DIRECTIONS — Copy out the listing below line for line, without changing anything.
====================
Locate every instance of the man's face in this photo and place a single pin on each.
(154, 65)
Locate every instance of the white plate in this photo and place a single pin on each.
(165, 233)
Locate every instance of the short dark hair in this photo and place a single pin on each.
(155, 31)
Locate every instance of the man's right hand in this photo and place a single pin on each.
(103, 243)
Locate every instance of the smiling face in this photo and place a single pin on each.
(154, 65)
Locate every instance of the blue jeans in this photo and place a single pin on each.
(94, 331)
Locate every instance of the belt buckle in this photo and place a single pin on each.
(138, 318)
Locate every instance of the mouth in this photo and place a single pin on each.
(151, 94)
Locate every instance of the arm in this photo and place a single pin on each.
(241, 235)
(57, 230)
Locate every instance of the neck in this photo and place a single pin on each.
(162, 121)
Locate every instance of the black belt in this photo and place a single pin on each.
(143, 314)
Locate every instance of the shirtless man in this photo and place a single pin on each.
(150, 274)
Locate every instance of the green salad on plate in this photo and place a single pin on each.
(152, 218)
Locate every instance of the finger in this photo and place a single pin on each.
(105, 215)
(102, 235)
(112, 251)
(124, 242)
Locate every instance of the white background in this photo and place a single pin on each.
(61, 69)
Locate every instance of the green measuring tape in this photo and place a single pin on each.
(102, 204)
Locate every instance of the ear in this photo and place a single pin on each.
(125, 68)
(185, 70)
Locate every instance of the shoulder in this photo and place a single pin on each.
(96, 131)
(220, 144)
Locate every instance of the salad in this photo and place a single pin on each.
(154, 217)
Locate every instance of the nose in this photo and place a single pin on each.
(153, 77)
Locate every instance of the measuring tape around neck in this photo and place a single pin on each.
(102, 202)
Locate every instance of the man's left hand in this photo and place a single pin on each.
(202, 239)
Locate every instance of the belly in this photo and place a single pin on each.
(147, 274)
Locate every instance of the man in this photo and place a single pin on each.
====================
SOLVED EXERCISE —
Locate every instance of the man's face in this photo and place a single pin on each.
(154, 65)
Locate every instance of the white plate in this photo and place a single pin on each.
(165, 233)
Locate every instance of the short dark hair in this photo and place a single pin on each.
(155, 31)
Locate every instance of the man's right hand in this photo and place a single pin on each.
(103, 243)
Locate every instance of the smiling face in this photo and place a single pin on each.
(154, 65)
Locate every instance of the blue jeans in this photo and place a single pin on each.
(94, 331)
Locate every instance of the belt buckle in this photo and place a single pin on each.
(138, 318)
Locate every instance of the mouth in this photo and place a single pin on each.
(151, 94)
Locate every instance of the arm in this photo and place a single pin on each.
(241, 235)
(57, 230)
Locate every instance of the neck in this photo and place a single pin on each.
(162, 121)
Locate every instance of the black belt in this photo and place a single pin on each.
(143, 314)
Locate every instance of the shirtless man in this photo and place a single pin on each.
(150, 274)
Locate every instance of the green salad on plate in this photo and place a single pin on each.
(152, 218)
Locate every instance of the finger in this photo and place a single pin on each.
(105, 215)
(102, 235)
(112, 251)
(124, 242)
Locate every instance of the white background in this photo and place a single pin on each.
(61, 69)
Locate every instance of the green measuring tape in this photo and place a single pin on each.
(102, 204)
Locate every instance of the ear in this photo and place a single pin on each.
(125, 68)
(185, 70)
Locate every instance of the shoulder in this photo and place a single pin on each.
(96, 131)
(220, 144)
Locate every instance of the salad in this photo and place a single pin on each.
(154, 217)
Locate every instance of the nose in this photo and place a single pin on each.
(153, 77)
Locate every instance of the measuring tape around neck in this photo and place a single pin on each.
(102, 202)
Locate every instance of the man's left hand in this photo and place a single pin on each.
(202, 239)
Locate every instance of the belly in this photo and place a single pin on each.
(147, 274)
Locate every instance of the man in this photo and place a single pin on each.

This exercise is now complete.